● **Point-per-instance localization data**
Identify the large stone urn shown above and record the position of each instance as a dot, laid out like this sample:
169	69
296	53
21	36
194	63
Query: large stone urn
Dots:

● **About this exercise**
Copy every line that appears above, with each word kept as it is.

● **Response**
Identify the large stone urn shown above and record the position of each instance as a dot, laid out like this sample:
169	69
296	53
21	36
194	63
Query: large stone urn
Dots:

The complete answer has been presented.